• Set exercise 1:
Please reproduce the bed liner post below word for word.
---------- Source text
I then used an armor liner bed liner, thinking I'd get some texture for step friction. I applied 5 coats waiting at least 20-30 minutes between coats, then 30 minutes (ergo over 2 hours in bed-liner application) before applying the Rust-Oleum paint top coat. I applied 2 heavy coats to the top and bottom sides @ 30 minutes between coats (ergo 2+ hoursa in paint time) and I'm pretty sure the bed liner wasn't fully cured (I think it said 2 hours to handle but 24 hr to cure) and perhaps it hadn't fully adhered to the POR-15 because of inadequate post POR-15 set and pre top-coat prep.












 
Then there was the install day. . . . . .

@Bluetribal's install thread (referenced above) has a bunch of tips and tricks for the install.

One thing not mentioned AT ALL is how to negotiate the driver rear leg under the brake line but above the KDSS lines. We unbolted the entire KDSS pump assembly (5, or 7 bolts?) and one rear KDSS line bracket and two brake line brackets.
--------------------
---------- Records
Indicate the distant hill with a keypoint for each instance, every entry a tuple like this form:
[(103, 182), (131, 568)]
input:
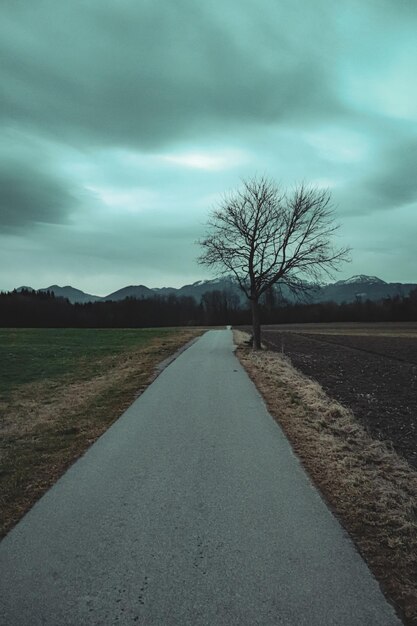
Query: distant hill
[(133, 291), (72, 294), (361, 287)]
--------------------
• Set exercise 2:
Count the lines in the records above that contain the word "hill" and give only the number.

• Worked solution 1:
I then used an armor liner bed liner, thinking I'd get some texture for step friction. I applied 5 coats waiting at least 20-30 minutes between coats, then 30 minutes (ergo over 2 hours in bed-liner application) before applying the Rust-Oleum paint top coat. I applied 2 heavy coats to the top and bottom sides @ 30 minutes between coats (ergo 2+ hoursa in paint time) and I'm pretty sure the bed liner wasn't fully cured (I think it said 2 hours to handle but 24 hr to cure) and perhaps it hadn't fully adhered to the POR-15 because of inadequate post POR-15 set and pre top-coat prep.












 
Then there was the install day. . . . . .

@Bluetribal's install thread (referenced above) has a bunch of tips and tricks for the install.

One thing not mentioned AT ALL is how to negotiate the driver rear leg under the brake line but above the KDSS lines. We unbolted the entire KDSS pump assembly (5, or 7 bolts?) and one rear KDSS line bracket and two brake line brackets.

• Worked solution 2:
2